提示文:
+ + + + +

今回示された補正予算案では、病院や訪問看護ステーション等に対する具体的な支援金額が明らかになったほか、次期改定に向けた議論では、早くも「財源の配分」を巡って支払側と診療側の意見が真っ向から対立する展開となりました。当日の議論の模様をレポートします。

病院1床あたり約20万円、訪看は1施設約23万円の支援へ

厚生労働省事務局は、閣議決定された令和7年度補正予算案のうち、厚生労働省関係の「医療・介護等支援パッケージ」として総額1兆3,649億円(うち医療分1兆368億円)を計上したことを報告しました。

特に注目されるのは、物価高騰と賃上げに対応するための「医療分野における賃上げ・物価上昇に対する支援(5,341億円)」です。事務局より、各医療機関への具体的な交付額(目安)が以下の通り示されました。

【主な交付額の目安】

病院:1床あたり 計19.5万円(賃金分8.4万円+物価分11.1万円)
※救急車の受入件数や手術件数等に応じた加算(500万円〜2億円)あり

有床診療所:1床あたり 計8.5万円(賃金分7.2万円+物価分1.3万円)

+ + + + +

対象データ:
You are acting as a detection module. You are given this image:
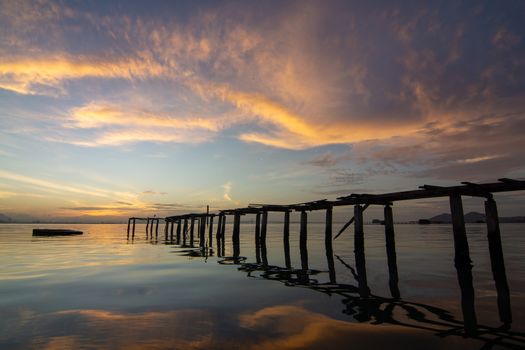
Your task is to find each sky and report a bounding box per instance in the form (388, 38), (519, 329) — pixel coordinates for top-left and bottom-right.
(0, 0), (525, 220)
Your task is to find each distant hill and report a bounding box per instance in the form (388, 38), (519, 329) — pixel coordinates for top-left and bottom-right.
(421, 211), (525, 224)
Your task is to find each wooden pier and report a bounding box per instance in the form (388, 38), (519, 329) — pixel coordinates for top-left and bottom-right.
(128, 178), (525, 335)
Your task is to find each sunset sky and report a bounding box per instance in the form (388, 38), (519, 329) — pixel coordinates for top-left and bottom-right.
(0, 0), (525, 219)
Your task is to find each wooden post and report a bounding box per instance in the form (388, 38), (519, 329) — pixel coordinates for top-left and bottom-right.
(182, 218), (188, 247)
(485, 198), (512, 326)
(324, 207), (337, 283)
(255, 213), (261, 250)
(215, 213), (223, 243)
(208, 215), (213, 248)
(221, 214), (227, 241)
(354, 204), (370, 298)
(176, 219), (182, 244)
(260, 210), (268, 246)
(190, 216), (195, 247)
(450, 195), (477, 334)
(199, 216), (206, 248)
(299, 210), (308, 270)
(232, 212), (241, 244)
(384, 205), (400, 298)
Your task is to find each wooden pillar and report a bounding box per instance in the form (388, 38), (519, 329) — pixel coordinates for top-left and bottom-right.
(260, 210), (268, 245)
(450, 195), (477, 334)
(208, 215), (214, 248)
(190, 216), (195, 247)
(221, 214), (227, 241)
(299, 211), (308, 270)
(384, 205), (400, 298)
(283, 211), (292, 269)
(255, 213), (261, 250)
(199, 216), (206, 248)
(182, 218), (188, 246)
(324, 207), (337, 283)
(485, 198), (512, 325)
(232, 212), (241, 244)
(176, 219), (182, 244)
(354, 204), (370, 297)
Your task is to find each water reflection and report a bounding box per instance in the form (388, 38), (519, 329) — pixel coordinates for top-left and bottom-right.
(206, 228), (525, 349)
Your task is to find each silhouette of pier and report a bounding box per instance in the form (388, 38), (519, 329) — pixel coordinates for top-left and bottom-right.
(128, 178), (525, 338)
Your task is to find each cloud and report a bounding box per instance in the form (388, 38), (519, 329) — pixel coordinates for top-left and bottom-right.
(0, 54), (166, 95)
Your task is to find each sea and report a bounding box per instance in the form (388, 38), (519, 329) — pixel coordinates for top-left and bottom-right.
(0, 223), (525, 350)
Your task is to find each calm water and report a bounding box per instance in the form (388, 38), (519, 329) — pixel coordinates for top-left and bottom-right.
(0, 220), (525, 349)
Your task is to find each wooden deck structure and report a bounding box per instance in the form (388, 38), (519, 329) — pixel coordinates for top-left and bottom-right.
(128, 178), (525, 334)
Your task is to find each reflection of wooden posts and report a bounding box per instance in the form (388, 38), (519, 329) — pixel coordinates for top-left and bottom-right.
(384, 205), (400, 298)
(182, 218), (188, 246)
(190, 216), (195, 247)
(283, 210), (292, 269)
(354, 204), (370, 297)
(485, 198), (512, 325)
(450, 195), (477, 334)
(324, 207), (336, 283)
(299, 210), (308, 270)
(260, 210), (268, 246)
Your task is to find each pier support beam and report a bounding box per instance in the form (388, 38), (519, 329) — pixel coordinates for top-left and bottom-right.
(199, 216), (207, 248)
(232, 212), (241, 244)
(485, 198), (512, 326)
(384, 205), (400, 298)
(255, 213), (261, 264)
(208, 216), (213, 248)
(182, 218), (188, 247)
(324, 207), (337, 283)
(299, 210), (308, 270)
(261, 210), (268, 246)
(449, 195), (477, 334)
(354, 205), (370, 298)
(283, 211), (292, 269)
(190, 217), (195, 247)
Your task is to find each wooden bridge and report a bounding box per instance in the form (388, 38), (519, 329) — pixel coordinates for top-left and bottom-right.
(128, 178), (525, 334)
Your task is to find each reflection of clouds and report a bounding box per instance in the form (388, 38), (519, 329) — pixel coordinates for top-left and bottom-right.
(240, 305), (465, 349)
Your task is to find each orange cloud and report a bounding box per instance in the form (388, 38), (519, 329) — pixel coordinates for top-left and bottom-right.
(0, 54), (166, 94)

+ + + + +

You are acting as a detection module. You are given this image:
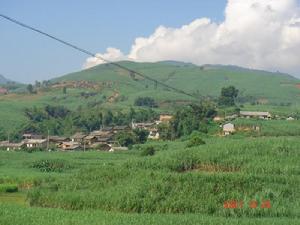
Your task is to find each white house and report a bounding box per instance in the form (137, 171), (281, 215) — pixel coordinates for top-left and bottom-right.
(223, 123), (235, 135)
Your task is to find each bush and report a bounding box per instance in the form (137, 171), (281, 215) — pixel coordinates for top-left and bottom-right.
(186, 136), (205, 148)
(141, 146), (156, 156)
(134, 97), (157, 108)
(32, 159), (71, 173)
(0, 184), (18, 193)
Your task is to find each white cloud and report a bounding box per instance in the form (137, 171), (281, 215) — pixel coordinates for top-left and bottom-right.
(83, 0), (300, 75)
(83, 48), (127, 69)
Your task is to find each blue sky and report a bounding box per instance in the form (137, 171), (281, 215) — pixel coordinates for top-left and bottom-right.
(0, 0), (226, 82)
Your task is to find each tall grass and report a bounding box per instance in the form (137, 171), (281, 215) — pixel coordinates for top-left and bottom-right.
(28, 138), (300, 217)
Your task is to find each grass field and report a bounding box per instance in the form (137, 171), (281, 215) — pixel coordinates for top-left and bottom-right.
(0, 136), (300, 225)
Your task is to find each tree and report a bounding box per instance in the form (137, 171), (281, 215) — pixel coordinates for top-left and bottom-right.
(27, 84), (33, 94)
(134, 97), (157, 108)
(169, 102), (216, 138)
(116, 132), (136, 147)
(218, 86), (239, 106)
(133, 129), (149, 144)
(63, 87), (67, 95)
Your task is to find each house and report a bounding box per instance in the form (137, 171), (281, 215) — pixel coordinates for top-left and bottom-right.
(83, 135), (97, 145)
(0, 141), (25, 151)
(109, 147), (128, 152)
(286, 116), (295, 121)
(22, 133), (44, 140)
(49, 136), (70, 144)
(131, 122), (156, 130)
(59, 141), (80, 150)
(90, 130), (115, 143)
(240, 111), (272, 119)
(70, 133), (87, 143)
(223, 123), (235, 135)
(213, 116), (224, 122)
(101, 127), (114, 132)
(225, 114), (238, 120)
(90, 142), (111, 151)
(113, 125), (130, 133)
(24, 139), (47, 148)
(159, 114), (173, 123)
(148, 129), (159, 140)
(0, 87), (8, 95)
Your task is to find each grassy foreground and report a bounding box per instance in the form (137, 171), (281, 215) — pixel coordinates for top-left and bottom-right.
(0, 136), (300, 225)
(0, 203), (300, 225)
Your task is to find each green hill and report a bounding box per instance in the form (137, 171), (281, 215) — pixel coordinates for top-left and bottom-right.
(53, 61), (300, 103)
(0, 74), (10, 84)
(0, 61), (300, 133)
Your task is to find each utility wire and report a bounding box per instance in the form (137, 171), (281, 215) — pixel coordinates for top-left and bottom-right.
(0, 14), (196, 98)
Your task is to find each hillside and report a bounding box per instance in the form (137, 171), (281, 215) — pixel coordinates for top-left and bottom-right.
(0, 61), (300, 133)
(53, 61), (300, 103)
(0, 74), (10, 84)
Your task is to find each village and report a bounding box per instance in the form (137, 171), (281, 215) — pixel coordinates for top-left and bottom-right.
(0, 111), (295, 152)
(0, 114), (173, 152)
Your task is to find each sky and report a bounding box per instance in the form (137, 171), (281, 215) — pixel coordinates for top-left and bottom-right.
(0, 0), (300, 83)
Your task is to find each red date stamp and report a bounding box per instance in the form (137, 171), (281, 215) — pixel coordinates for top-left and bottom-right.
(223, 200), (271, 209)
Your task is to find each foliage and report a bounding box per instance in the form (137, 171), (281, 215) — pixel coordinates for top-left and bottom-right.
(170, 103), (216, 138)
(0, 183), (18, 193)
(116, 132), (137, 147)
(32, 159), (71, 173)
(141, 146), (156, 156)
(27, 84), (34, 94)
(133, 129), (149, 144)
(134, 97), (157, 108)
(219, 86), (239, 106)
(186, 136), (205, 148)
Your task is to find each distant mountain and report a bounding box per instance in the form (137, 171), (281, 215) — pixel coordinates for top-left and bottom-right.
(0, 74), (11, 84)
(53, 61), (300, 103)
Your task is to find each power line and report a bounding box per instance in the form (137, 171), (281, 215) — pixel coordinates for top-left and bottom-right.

+ + + + +

課題: 補正予算による医療機関への支援を報じた提示文を、最後の文の後から書き継いでください。

解答欄:
無床診療所・歯科診療所:1施設あたり 計32.0万円(賃金分15.0万円+物価分17.0万円)

訪問看護ステーション:1施設あたり 計22.8万円(賃金分22.8万円)
※物価高騰分は介護報酬側の予算で措置されるため、医療分は賃上げのみの計上

保険薬局:店舗数等に応じて傾斜配分(1施設あたり12.0万円〜23.0万円)

この支援金の使途について、支払側(1号)委員の飯塚敏晃委員は「この賃上げ分の支援額は医療機関に全てお任せする形なのか、あるいは(職種間で)重点的に配分される計画になっているのか」と質問を投げかけました。

これに対し、医政局総務課長は、「医療機関が従事者の賃金を3%分、半年間引き上げられる規模で積算している」とした上で、「実際にどの従事者にどれくらい充てるかについては、各医療機関にお任せすることを基本的な制度設計として考えている」と回答しました。

また、診療側(2号)委員の長瀬清委員からは、「病院は1床あたりだが、診療所などは1施設あたりとなっており、規模の評価は考えずに支援するのか」との質問が出されました。医政局総務課長は「緊急的な支援を現場に早くお届けする観点から、ある程度丸めた形(施設単位)でやることも必要」と述べ、スピード感を重視した対応であることを説明しました。

2026年度改定へ「火花」散る──診療所・薬局の黒字を巡り攻防

続いて、2026年度(令和8年度)診療報酬改定に向けた議論のキックオフとして、支払側・診療側双方が基本的な見解を表明しました。

支払側:「診療所・薬局は黒字。病院へ財源を回すべき」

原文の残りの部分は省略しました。